#### What this task involves:
Copy every one of the following rows word for word, changing nothing.

#### Excerpts from bounding box data:

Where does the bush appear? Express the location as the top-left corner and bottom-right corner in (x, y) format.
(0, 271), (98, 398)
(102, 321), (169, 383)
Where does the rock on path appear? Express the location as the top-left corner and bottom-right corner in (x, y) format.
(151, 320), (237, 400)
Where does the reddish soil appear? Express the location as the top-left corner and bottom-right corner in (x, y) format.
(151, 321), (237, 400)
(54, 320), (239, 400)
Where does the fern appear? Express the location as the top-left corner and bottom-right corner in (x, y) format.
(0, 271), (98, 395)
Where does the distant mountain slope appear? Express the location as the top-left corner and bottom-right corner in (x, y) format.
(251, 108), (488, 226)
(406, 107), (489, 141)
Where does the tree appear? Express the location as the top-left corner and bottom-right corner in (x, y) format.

#### Solved problem:
Where does the bush appear? Express the location as the top-left corner and bottom-right corner in (x, y) format.
(0, 271), (98, 398)
(102, 321), (169, 383)
Where does the rock on path appear? Express the location as the top-left corner and bottom-right corner in (x, y) format.
(151, 320), (237, 400)
Where does the reddish soil appear? Express the location as the top-left corner and bottom-right corner in (x, y) format.
(151, 321), (237, 400)
(54, 320), (239, 400)
Where does the fern appear? Express the location as the top-left corner and bottom-right corner in (x, y) format.
(0, 271), (98, 395)
Where does the distant mountain slope appear? Express the location as the top-left corner and bottom-right corner in (x, y) format.
(251, 108), (488, 226)
(406, 107), (489, 141)
Where does the tree appear? Express the location as the top-left corner and bottom-right corner in (x, y) format.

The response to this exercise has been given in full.